**Text section**
====

Duceppe comes across to even the rest of us as sane, sensible, and looks leader like. If he goes, I think the Bloc will fade. I had hoped he'd run provincially.

For me, we'd be better off if the Bloc fell to a minor rump group like the old Creditistes were with a few seats now and again the 60s and the Tories and Liberals divided up Quebec in future elections. Three significant parties with the NDP still strong is the best for this country. In the old days...the 60s etc, Tories had trouble in Quebec getting any seats as votes went to anyone but them. Now they have some national credibility, they should be okay there if not for the Bloc which to me is more about Duceppe's capability than any desire by Quebecers to go their own way.

Also have the Green candidates go to the other parties... change from within. Hard but better than too many parties.
Unfortunately, that may be true in the short term but dissatisfaction in that province seems to work on the Merry Go Round principle where it goes away and comes back every few years. Unfortunately, they have been well conditioned to respond accordingly whenever the Federal Government does something that Quebecers don't like. And as a result, it usually ends up with some kind of Federal gimme in some vain hope of pacifying the mob. It is no different than giving into a spoiled child. This Arts and Culture cut is a prime example. A 45 million dollar cut is relatively minor one in todays kinds of dollar figures. However as soon as Quebecers wailed about it, Harper backtracked quicker than you can say "Vivre le Quebec Libre" Just once, I would like to see it turned around where political parties say "If you elect us, maybe we won't cut this". It is still buying votes but at least you don't pay until you have a result. I have seen two referendums on separation in my lifetime and fully expect a 3rd sometime within the next 15 years. As painful as the thought is, I think maybe it might be a better thing for them to go their own way. Let them deal with the rest of the world without the benefits that come from the rest of the country and the hundreds of millions of dollars in handouts they get annually from the Federal Government.

====

**Given data**

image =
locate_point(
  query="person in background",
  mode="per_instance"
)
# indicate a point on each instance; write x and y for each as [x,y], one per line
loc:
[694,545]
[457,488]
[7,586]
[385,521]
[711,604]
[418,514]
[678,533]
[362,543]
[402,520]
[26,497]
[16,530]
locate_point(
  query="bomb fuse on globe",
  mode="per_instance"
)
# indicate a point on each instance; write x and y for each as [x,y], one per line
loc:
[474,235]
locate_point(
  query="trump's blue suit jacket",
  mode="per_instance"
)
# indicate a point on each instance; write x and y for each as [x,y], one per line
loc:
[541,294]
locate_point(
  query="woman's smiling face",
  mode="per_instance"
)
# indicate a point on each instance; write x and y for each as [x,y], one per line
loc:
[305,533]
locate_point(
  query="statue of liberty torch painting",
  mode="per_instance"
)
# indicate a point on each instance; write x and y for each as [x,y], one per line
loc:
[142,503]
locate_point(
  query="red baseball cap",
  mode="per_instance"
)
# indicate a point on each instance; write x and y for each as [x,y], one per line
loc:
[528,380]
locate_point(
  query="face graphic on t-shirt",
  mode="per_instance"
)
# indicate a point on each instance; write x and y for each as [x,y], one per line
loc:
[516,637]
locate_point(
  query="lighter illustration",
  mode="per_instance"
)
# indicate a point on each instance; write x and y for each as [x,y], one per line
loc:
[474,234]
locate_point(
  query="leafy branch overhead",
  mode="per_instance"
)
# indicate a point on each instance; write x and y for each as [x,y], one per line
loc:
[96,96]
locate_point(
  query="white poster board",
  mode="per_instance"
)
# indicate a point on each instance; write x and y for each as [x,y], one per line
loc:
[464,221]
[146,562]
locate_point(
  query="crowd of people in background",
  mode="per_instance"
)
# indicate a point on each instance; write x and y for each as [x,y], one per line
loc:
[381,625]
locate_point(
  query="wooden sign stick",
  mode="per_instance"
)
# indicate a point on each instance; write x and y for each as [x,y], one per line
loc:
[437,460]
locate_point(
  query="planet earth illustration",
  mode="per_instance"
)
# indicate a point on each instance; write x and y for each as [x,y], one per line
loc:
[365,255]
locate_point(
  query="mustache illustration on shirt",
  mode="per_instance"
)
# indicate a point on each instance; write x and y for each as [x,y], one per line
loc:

====

**Directions**
Answer these from the discussion of Quebec politics:
1. Which old group does the first writer hope the Bloc will shrink to resemble?
2. How large was the Arts and Culture cut?
3. How many referendums on separation has the writer of the last paragraph seen?
Answer using only what the discussion says.

**Result for this exercise**
1. The old Creditistes
2. 45 million dollars
3. Two